*** Opening of RECORDS FOR THE TASK ***

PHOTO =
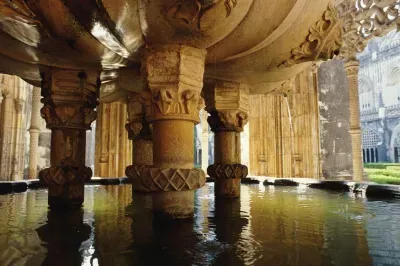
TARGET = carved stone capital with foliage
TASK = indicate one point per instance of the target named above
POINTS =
(69, 98)
(174, 76)
(227, 171)
(228, 105)
(351, 67)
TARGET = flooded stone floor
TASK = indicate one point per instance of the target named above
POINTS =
(266, 226)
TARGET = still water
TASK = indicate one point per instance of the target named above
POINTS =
(266, 226)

*** Close of RECORDS FOR THE TASK ***

A verbatim copy of the data, free of pictures, is the expected answer.

PHOTO =
TARGET = carved stone capital with foliage
TASK = indicate one point per instance of the target named above
POINTS =
(69, 98)
(174, 76)
(227, 171)
(228, 105)
(351, 67)
TARGET = flooded stone floor
TASK = indicate one point per instance of the target named above
POINTS =
(266, 226)
TARGET = still water
TASK = indicate one point per instance of the target named above
POINTS =
(266, 226)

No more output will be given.